■ **WHAT IS EXPECTED**
Locate the line that contains "Drop a marker on the wrist, one" in the entries below, then repeat it and every following line through the line that contains "Drop a marker on the elbow, one", exactly, and no others.

■ **Data records**
********

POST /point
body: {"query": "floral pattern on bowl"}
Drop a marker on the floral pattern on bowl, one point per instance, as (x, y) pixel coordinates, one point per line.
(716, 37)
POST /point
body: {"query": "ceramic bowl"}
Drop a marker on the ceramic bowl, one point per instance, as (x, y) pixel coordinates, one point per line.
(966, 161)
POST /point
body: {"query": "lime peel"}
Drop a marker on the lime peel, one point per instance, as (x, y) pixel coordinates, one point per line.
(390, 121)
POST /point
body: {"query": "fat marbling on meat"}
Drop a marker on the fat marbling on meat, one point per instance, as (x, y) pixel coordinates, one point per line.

********

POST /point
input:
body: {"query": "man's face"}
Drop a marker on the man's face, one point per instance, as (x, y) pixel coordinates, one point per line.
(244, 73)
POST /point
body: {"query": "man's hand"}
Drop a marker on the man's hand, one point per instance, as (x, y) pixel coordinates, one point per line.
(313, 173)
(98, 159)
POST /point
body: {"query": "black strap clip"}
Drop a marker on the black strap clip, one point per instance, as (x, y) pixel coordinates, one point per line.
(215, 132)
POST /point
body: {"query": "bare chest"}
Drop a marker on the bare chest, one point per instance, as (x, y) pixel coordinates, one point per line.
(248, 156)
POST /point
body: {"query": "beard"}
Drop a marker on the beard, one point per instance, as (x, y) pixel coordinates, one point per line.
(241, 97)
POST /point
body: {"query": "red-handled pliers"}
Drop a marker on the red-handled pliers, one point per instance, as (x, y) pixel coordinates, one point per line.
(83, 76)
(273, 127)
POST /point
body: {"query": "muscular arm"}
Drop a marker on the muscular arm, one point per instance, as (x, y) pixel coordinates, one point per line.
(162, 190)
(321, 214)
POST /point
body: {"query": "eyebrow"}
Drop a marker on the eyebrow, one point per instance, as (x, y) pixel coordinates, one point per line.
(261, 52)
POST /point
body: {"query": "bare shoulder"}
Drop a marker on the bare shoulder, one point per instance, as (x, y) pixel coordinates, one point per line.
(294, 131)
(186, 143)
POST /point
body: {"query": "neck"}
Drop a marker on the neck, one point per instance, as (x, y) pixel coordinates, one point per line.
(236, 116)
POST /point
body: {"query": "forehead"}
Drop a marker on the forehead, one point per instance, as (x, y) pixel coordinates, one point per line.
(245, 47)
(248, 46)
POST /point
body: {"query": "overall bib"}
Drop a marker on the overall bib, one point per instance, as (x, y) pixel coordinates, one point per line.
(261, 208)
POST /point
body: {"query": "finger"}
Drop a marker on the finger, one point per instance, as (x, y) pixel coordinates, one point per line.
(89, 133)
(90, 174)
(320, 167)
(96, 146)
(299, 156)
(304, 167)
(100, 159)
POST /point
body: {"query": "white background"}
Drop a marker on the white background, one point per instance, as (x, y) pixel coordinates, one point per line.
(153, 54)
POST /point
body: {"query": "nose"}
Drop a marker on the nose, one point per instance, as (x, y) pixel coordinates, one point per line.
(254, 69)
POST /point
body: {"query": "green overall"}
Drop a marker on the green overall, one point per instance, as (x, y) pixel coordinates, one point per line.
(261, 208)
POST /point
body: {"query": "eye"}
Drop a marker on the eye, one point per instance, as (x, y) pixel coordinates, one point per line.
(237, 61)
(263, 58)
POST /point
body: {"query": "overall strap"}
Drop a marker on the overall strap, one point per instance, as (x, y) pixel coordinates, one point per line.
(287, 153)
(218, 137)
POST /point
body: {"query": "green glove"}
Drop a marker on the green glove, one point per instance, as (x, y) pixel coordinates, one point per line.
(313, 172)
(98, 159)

********

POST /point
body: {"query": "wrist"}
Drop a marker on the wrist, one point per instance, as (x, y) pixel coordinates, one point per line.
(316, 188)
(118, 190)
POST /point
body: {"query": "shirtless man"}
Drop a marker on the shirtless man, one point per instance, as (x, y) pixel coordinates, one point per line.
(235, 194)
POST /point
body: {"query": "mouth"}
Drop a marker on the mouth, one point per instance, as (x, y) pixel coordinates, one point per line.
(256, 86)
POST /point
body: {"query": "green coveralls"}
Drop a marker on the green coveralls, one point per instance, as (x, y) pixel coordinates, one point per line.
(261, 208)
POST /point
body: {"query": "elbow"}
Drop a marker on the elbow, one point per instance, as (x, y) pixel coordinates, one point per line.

********

■ **EXERCISE OUTPUT**
Drop a marker on the wrist, one point per instance, as (x, y) pixel coordinates, one point per line.
(316, 188)
(118, 190)
POST /point
body: {"query": "shirtless man"}
Drop a marker on the shirtless man, one point per instance, as (x, y) pixel coordinates, one point per line.
(235, 194)
POST /point
body: {"query": "mouth"}
Drop a marker on the mouth, one point per instance, as (x, y) pixel coordinates, one point per line.
(256, 86)
POST /point
body: {"query": "green coveralls"}
Drop a marker on the green coveralls, one point per instance, as (x, y) pixel coordinates, one point per line.
(261, 208)
POST /point
body: {"query": "elbow"}
Drop a marker on the elbow, one point per instance, as (x, y) pixel coordinates, one point per line.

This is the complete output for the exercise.